WORK TO BE COMPLETED →
In the material below, copy out the lines from the one containing "the athlete's shoulder" through the one containing "[(913, 537), (436, 653), (1270, 717), (385, 515), (218, 566)]", inclusive, swapping "Target" for "Label" wherever it occurs and leaving everything else unchanged.

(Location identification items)
----------------------------------------

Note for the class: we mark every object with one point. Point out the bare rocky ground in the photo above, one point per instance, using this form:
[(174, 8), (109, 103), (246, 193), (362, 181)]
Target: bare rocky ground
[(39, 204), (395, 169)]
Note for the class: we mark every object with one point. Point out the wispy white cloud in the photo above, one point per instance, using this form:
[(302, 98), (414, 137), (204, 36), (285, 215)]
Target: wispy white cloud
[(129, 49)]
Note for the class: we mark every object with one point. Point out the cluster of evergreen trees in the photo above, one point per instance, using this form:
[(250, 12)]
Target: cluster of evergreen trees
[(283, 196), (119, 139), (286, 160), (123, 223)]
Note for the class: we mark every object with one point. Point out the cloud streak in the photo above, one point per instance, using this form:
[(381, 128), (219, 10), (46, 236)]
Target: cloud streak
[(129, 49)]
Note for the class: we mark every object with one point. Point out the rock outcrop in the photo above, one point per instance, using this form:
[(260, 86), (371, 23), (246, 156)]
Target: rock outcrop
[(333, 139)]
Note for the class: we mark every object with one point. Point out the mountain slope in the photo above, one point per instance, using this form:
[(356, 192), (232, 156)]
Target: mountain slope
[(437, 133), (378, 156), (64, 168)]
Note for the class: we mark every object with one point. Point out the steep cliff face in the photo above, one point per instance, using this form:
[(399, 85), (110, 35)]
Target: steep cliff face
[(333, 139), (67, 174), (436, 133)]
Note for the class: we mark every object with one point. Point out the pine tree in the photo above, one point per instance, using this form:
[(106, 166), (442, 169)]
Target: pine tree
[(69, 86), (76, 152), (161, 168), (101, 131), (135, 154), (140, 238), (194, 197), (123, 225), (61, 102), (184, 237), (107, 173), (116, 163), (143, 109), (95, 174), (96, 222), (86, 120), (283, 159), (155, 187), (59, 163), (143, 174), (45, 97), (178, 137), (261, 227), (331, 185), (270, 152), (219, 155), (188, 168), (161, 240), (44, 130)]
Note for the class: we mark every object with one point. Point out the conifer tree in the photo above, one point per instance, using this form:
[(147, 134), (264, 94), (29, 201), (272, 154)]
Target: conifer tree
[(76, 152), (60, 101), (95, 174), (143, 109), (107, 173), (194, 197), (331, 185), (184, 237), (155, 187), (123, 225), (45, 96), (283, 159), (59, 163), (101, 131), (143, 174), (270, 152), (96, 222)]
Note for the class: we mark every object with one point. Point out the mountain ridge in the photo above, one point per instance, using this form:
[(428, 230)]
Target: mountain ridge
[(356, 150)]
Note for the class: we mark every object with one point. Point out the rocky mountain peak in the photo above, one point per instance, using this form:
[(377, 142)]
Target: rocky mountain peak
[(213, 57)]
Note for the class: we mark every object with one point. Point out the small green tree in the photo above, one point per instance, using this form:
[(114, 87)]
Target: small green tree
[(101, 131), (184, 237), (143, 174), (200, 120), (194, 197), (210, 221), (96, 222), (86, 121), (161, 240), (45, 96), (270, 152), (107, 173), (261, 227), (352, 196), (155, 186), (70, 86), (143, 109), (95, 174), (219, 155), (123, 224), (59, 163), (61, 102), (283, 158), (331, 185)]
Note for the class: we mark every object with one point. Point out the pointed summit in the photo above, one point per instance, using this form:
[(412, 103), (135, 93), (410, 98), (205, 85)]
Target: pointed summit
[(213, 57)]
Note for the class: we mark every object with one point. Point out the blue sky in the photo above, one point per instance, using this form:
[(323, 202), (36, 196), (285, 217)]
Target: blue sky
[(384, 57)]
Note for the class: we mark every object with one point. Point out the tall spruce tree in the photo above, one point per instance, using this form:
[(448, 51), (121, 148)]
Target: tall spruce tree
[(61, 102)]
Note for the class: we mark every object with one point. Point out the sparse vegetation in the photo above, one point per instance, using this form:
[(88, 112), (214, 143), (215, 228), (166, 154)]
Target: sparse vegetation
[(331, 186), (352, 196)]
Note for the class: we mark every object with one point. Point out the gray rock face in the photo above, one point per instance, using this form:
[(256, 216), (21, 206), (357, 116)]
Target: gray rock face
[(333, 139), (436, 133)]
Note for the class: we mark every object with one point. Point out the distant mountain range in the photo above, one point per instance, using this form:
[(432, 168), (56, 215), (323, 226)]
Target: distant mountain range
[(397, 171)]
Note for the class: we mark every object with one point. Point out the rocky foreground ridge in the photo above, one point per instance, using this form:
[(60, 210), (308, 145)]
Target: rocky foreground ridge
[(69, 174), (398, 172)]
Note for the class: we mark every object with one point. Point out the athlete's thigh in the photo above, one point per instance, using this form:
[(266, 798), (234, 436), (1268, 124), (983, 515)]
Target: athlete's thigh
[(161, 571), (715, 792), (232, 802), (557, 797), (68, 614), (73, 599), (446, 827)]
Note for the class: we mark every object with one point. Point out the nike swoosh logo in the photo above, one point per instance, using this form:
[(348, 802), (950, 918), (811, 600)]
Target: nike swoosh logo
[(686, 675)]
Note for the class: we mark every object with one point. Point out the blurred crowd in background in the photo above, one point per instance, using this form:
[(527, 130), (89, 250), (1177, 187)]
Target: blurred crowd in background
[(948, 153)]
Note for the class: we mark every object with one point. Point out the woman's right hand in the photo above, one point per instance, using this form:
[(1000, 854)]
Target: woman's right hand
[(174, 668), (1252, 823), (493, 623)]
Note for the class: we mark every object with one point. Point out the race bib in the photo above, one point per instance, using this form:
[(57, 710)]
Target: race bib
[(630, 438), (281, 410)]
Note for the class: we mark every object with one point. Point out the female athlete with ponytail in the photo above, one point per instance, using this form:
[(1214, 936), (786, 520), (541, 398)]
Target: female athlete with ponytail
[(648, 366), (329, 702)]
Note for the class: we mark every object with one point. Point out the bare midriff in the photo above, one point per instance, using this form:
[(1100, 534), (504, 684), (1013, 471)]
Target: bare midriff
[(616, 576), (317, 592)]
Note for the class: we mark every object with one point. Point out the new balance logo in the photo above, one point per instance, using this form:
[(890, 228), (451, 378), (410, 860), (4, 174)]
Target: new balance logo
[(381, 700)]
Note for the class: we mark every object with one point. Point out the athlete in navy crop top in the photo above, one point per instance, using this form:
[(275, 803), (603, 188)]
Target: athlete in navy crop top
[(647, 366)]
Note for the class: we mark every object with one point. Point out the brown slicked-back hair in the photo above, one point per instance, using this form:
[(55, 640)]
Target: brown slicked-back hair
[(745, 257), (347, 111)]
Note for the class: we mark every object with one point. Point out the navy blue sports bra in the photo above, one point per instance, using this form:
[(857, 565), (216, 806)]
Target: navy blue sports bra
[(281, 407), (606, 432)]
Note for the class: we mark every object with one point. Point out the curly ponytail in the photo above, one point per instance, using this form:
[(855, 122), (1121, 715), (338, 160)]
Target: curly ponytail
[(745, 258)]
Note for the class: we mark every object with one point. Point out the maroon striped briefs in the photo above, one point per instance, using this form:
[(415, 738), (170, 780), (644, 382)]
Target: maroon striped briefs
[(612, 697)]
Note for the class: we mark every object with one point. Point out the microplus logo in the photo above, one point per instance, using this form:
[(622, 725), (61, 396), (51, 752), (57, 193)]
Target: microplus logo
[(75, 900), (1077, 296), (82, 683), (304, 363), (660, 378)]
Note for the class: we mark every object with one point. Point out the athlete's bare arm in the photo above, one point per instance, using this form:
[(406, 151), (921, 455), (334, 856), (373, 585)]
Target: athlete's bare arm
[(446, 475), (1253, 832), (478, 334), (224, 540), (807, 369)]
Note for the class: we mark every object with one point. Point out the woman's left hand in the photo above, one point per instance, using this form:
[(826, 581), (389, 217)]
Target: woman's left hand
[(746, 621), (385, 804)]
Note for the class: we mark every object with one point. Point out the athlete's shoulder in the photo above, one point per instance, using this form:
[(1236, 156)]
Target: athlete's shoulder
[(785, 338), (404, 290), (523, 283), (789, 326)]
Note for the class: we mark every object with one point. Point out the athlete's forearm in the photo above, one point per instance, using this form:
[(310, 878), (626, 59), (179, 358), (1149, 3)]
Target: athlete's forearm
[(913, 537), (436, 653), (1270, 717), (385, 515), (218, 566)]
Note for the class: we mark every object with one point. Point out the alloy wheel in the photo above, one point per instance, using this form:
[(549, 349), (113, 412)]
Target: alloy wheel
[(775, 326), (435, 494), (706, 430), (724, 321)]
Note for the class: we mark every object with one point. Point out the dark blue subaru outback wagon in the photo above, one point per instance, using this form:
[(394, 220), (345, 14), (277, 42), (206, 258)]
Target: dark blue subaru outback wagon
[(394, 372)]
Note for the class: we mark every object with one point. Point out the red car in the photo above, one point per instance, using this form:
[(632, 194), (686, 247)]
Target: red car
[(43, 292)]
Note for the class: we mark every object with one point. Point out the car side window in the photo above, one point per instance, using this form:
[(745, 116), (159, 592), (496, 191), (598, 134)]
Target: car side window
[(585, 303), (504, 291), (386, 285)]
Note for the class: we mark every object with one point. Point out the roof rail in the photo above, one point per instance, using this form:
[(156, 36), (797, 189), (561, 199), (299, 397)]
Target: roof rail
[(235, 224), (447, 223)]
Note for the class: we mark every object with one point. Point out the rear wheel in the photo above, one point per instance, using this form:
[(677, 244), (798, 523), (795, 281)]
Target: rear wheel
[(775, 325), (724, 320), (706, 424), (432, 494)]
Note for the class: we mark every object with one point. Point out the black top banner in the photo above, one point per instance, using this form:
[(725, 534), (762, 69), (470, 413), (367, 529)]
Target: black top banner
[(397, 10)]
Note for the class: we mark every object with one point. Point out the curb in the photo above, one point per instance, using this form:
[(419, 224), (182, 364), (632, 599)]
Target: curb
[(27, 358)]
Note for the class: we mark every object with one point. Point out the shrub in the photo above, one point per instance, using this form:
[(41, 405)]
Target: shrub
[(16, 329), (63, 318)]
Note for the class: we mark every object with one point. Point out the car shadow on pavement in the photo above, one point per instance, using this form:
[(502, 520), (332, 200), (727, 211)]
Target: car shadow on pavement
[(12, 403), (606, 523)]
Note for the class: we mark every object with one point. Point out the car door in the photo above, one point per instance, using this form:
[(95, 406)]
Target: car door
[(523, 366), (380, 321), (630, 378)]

----------------------------------------

IN RESPONSE →
Note for the class: we mark every object with one point. Point out the athlete's shoulder in the photo above, one point per instance, using this form:
[(1236, 156)]
Label: athlete's shoulder
[(785, 338), (404, 290), (523, 283), (789, 326)]
Note for the class: we mark every object with one point. Point out the athlete's forearm in the photo above, one point per instance, using this form:
[(310, 878), (626, 59), (179, 358), (1149, 3)]
Label: athlete's forearm
[(913, 537), (436, 653), (1270, 717), (385, 515), (218, 566)]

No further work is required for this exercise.